What this task involves:
Retype exactly the line holding "like [409, 235]." and each line that follows, down to the last one. Exclude pictures.

(Records excerpted from a collection)
________________
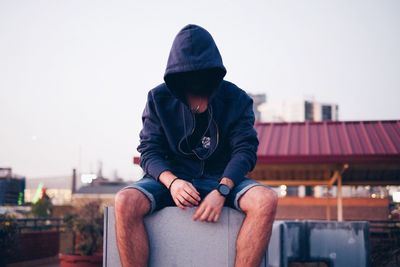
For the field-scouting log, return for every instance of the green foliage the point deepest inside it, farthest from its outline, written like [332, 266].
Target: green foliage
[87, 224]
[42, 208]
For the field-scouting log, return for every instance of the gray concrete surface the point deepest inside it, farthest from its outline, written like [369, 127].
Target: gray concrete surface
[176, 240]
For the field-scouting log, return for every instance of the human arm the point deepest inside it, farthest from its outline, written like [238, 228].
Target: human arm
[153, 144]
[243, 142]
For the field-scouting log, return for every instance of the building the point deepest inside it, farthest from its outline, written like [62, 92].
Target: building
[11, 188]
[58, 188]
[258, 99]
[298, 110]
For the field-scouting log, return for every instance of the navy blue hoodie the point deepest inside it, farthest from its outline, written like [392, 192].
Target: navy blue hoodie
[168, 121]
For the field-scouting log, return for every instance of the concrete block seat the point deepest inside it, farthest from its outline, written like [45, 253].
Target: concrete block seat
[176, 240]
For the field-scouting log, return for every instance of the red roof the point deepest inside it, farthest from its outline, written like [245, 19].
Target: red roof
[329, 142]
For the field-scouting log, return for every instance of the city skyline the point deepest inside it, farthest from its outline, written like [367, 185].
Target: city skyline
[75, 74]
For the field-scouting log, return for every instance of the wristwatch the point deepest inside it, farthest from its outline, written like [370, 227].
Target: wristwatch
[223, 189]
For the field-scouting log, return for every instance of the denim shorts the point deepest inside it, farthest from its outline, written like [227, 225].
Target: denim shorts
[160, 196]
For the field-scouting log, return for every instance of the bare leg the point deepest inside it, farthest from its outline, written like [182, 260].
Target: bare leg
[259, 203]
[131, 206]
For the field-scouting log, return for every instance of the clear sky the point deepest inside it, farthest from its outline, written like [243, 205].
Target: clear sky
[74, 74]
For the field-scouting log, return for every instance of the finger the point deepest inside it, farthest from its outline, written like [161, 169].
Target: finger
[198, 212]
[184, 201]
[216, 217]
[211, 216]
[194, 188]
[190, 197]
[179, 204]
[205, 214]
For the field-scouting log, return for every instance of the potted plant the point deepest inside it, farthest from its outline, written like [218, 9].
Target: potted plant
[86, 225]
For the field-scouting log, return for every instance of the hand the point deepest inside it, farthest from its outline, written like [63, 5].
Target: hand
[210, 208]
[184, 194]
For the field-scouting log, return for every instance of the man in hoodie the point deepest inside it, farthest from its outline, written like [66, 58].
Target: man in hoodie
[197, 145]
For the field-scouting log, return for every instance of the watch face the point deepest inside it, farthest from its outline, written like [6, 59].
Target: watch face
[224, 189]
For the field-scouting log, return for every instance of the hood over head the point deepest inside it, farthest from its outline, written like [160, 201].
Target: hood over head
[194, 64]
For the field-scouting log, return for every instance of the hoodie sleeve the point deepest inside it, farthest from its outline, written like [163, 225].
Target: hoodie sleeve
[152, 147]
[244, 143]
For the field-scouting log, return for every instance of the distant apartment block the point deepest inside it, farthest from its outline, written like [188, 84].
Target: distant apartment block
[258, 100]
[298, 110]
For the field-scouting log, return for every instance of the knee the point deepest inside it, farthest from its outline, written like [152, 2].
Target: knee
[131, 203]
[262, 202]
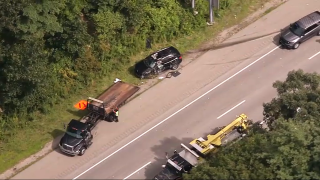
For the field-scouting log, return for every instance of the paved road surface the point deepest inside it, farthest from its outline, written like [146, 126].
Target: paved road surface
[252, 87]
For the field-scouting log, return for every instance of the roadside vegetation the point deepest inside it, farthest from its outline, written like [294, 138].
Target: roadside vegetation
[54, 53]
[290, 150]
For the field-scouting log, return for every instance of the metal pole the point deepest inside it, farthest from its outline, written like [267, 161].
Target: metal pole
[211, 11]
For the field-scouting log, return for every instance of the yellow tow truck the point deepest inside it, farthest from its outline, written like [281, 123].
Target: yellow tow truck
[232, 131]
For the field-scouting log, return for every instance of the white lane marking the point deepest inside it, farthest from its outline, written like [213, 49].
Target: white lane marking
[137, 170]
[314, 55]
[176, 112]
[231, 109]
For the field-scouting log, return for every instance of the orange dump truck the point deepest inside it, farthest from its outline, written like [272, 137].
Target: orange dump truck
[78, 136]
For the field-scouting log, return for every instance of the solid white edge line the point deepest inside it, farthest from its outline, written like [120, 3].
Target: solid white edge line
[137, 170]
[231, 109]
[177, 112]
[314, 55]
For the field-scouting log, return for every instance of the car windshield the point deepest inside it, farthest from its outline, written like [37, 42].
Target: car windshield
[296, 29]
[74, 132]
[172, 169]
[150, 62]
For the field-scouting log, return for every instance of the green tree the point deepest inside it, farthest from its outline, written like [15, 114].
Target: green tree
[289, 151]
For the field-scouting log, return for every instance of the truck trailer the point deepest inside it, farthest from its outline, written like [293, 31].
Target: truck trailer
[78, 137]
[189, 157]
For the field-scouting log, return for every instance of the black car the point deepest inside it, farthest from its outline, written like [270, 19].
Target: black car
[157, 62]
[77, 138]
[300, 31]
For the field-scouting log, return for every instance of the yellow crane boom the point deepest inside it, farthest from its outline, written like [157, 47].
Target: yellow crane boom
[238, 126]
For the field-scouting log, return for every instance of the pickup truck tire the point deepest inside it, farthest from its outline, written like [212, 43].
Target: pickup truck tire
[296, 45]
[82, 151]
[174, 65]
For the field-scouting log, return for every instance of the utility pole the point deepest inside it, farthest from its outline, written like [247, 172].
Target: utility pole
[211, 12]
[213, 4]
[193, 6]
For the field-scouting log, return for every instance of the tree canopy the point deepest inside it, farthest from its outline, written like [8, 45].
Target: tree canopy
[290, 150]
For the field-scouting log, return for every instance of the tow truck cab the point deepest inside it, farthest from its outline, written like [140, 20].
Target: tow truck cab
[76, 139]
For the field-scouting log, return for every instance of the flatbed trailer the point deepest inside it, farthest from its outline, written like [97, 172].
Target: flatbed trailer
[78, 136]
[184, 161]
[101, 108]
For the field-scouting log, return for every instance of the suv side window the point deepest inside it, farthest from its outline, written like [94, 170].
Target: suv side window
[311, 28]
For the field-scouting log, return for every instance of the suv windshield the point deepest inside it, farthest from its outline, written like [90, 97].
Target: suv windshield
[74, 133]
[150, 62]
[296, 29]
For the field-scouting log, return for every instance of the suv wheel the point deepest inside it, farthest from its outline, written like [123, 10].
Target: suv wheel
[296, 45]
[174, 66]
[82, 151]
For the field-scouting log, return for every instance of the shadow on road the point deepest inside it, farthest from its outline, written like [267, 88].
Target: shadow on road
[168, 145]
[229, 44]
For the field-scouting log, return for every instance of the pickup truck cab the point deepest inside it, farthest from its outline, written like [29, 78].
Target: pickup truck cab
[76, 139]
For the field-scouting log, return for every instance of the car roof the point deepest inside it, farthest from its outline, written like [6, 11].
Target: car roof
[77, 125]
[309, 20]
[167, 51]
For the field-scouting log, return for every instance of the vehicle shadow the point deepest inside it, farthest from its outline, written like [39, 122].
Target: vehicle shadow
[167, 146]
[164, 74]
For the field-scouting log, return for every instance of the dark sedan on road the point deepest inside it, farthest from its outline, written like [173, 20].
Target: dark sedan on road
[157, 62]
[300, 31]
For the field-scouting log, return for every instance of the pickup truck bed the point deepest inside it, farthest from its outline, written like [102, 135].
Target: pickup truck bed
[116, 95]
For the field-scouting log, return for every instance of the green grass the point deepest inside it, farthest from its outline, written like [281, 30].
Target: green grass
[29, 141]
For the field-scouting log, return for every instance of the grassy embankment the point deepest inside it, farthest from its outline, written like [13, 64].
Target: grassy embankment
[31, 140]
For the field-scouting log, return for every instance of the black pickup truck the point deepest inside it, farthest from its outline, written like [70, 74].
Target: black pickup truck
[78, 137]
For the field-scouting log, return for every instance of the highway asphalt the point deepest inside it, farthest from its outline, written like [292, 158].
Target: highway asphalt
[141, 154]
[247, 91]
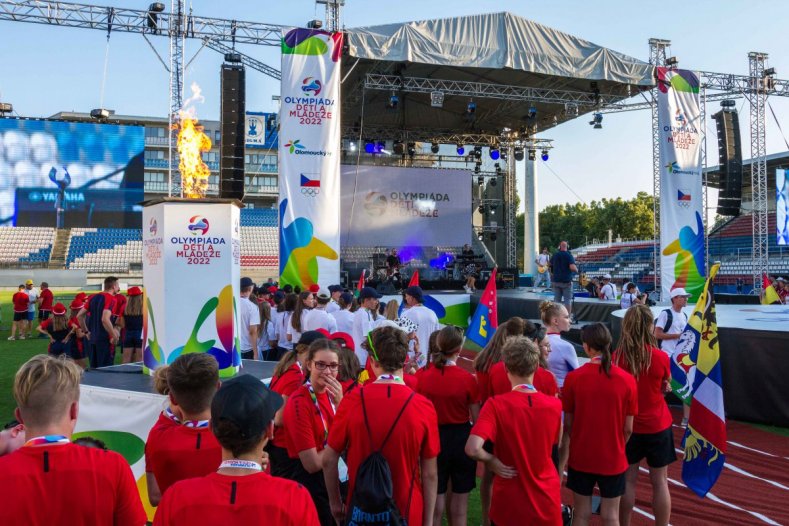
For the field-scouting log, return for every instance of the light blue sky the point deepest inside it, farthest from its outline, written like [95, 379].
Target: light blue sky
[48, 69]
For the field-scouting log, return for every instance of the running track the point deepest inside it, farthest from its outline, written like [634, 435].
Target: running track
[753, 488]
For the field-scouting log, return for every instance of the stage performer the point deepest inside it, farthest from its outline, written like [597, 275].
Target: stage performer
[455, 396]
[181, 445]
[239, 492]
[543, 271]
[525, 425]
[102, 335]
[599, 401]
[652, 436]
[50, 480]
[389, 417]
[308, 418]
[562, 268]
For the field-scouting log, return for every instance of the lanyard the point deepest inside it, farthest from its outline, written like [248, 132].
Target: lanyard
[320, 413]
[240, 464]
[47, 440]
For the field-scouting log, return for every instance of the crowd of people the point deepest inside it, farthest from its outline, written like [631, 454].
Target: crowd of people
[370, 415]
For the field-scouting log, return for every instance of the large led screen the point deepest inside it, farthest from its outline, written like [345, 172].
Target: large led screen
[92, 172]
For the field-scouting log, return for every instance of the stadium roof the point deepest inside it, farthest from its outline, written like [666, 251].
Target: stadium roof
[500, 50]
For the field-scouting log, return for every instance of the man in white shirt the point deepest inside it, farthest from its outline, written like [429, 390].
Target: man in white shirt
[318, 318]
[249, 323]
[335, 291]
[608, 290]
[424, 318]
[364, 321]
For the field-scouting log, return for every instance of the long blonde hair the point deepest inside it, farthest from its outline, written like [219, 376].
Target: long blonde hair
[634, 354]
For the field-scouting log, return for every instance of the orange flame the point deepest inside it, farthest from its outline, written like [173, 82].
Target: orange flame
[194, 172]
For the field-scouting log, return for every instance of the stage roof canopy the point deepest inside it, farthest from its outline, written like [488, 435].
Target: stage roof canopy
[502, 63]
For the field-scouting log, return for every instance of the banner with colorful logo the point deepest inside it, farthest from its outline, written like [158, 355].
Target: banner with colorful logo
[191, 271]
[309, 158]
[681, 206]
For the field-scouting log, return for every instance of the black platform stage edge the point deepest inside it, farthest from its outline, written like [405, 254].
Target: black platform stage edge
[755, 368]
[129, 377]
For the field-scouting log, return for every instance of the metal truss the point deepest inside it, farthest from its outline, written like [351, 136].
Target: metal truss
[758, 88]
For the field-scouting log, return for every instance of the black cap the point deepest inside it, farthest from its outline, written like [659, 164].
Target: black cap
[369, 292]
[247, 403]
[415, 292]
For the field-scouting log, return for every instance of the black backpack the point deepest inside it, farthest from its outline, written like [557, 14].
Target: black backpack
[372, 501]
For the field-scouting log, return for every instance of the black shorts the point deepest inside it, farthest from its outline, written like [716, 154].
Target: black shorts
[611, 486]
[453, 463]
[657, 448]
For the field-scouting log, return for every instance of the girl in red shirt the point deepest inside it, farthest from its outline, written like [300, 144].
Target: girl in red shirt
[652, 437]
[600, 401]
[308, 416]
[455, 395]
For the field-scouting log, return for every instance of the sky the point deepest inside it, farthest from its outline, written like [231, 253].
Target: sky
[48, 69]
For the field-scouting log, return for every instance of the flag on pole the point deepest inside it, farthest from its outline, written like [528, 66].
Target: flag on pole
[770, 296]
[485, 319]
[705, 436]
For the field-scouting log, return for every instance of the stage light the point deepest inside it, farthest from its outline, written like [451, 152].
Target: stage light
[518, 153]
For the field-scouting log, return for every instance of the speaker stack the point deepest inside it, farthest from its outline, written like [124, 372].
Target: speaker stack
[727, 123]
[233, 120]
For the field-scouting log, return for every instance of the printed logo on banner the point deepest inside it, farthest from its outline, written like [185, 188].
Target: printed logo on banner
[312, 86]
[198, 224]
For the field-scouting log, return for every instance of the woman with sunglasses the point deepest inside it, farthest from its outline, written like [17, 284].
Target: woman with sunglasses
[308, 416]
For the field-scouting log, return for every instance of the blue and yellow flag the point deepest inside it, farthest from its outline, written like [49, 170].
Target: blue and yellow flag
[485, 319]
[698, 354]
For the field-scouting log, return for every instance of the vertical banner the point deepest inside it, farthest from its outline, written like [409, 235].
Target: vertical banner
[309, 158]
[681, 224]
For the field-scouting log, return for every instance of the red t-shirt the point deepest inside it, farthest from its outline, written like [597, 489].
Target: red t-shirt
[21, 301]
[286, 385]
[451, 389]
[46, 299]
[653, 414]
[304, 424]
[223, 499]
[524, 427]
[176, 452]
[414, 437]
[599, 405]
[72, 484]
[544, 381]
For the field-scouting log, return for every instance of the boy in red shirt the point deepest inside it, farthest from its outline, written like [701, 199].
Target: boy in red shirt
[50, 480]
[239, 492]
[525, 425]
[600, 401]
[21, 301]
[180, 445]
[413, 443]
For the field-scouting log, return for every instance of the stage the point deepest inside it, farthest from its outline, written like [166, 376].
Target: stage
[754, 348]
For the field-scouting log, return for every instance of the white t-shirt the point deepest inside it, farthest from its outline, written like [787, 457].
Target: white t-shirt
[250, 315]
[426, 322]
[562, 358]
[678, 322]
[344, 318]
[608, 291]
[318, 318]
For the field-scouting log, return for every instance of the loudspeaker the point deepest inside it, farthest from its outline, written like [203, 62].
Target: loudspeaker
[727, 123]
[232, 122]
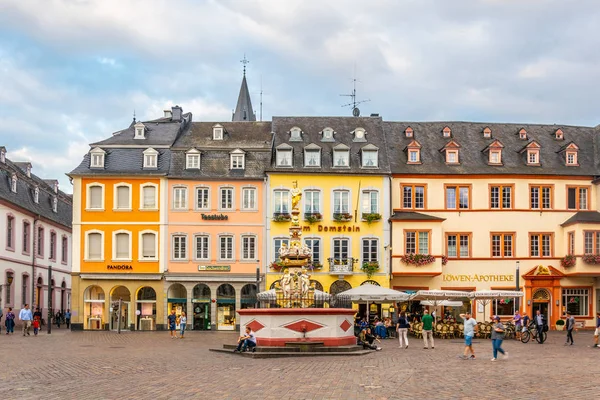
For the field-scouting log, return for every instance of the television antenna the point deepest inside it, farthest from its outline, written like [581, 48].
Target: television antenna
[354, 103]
________________
Output below:
For the field-scouting log, return for every instance of the vertical banner the point deepest inside it, farthest from its outline, written like [409, 235].
Target: vertical banner
[309, 158]
[681, 224]
For the field-scouting log, return for every instance of the red t-shirt the point deepest inside it, farthest from its outline, written like [597, 489].
Target: red t-shirt
[21, 301]
[286, 385]
[451, 389]
[46, 299]
[653, 414]
[304, 424]
[223, 499]
[524, 427]
[176, 452]
[414, 437]
[599, 405]
[72, 484]
[544, 381]
For the field-scouting log, return for every instance of the boy in red shirt the point deepest inside it, farthest from its outline, written like [701, 199].
Target: boy in red shirt
[50, 480]
[239, 492]
[525, 425]
[600, 401]
[21, 301]
[180, 445]
[413, 443]
For the field-scouting log, return for every instance of the stage the point deepest inside it, farthest from its outline, written like [166, 376].
Target: stage
[754, 348]
For the field-scouting log, return for every instance of the white t-shirt the point deepest inside it, farthest from its outline, written like [787, 457].
Target: white t-shirt
[250, 315]
[426, 322]
[562, 358]
[678, 322]
[344, 318]
[608, 291]
[318, 318]
For the field-scouting log, return for every instance of the loudspeaker the point deepest inside it, farthest from its outline, written like [203, 62].
Target: loudspeaker
[727, 123]
[232, 122]
For the field-scouting log, return for every instance of the television antenna the point deepest inside it, farthest from its outline, written like [581, 48].
Target: television antenna
[354, 103]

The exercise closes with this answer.